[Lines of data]

--- Begin ---

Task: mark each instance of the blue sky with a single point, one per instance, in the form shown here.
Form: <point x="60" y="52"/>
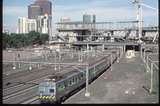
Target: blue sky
<point x="105" y="10"/>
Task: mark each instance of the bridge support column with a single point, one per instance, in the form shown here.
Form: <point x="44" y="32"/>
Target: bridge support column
<point x="87" y="93"/>
<point x="103" y="47"/>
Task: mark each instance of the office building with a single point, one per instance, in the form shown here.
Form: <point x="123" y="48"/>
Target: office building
<point x="41" y="10"/>
<point x="22" y="25"/>
<point x="43" y="24"/>
<point x="32" y="25"/>
<point x="87" y="18"/>
<point x="34" y="11"/>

--- End ---

Give the lines of the entries above as a JSON list of strings, one string per line, leaving out blank lines and any pictures.

**THE ANSWER:**
[
  "Task: mark each instance of the blue sky with a single point, one per instance, in the form shown here.",
  "Form: <point x=\"60\" y=\"52\"/>",
  "Target: blue sky",
  "<point x=\"105\" y=\"10\"/>",
  "Task: mark each instance of the bridge support column with a single point, one per instance, in the form shown here.",
  "Form: <point x=\"44\" y=\"32\"/>",
  "Target: bridge support column",
  "<point x=\"87\" y=\"93\"/>",
  "<point x=\"103\" y=\"47\"/>",
  "Task: mark each instance of the office building with a single point, one per instance, in the form shown here.",
  "Form: <point x=\"123\" y=\"48\"/>",
  "Target: office building",
  "<point x=\"41\" y=\"10\"/>",
  "<point x=\"22\" y=\"25\"/>",
  "<point x=\"43\" y=\"24\"/>",
  "<point x=\"32\" y=\"25\"/>",
  "<point x=\"87\" y=\"18\"/>",
  "<point x=\"34\" y=\"11\"/>"
]